- [Problem] Below are the entries; tally the lines holding the string "green" and give only that figure.

- [Records]

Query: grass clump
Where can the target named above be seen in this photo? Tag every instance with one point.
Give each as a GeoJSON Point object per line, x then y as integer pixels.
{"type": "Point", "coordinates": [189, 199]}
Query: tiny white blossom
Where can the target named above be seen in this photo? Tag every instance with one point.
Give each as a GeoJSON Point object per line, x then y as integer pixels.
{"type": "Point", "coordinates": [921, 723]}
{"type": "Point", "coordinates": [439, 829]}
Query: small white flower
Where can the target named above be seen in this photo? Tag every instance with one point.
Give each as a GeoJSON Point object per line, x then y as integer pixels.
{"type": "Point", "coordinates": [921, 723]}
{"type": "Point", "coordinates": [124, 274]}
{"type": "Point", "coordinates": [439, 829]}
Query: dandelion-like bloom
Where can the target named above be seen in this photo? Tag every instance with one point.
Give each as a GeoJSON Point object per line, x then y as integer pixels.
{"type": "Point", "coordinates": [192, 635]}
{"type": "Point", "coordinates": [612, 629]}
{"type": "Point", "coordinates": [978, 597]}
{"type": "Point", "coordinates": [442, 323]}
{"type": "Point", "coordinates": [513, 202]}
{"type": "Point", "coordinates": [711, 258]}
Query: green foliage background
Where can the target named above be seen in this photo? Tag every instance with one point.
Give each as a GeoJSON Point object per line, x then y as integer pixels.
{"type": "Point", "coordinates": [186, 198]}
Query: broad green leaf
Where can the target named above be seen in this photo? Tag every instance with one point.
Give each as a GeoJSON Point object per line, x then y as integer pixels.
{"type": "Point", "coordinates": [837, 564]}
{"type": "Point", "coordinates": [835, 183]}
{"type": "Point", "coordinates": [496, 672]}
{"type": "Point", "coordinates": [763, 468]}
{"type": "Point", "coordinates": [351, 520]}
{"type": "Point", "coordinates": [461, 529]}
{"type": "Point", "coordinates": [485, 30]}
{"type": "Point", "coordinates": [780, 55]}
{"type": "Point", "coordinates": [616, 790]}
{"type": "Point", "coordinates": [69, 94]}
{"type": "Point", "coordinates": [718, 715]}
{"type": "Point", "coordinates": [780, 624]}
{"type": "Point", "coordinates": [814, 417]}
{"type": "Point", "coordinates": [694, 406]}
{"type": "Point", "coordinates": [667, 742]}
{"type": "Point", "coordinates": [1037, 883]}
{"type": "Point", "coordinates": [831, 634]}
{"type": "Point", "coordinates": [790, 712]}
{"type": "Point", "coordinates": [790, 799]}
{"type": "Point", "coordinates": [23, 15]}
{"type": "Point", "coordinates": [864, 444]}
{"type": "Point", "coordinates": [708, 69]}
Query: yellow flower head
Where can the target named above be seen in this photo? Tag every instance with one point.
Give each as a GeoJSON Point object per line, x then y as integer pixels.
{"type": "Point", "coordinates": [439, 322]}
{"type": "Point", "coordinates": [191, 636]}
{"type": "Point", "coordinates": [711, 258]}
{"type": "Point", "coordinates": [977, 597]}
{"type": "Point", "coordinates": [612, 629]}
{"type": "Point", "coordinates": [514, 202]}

* * *

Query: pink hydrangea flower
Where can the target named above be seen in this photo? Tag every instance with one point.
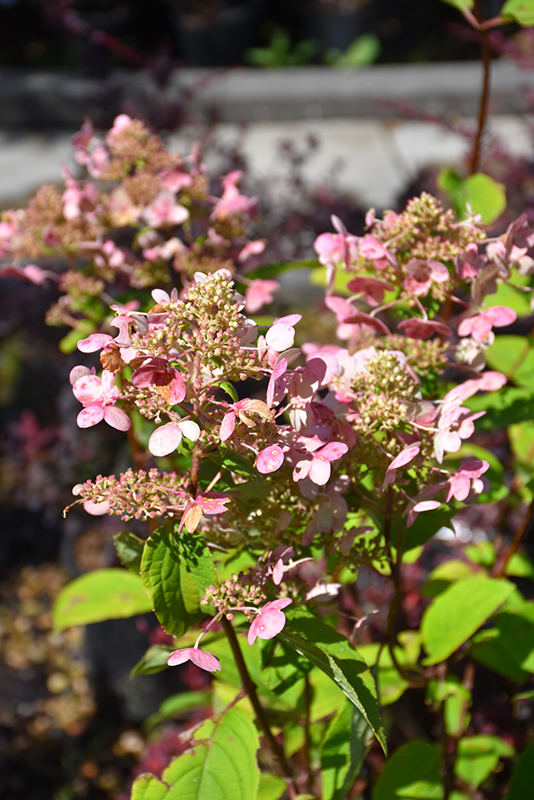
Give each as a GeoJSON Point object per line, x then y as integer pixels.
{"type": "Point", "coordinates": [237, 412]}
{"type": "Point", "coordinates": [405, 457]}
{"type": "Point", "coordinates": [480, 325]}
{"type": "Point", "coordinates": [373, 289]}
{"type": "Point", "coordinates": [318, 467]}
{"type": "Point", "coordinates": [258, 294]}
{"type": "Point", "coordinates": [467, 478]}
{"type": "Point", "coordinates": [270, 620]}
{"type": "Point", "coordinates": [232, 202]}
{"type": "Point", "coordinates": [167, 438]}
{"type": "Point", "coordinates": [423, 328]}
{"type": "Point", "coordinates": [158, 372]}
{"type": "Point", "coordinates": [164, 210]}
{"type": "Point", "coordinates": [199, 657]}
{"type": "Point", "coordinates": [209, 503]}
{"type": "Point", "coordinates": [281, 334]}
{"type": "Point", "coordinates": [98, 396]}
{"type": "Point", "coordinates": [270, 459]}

- [Result of this task] 2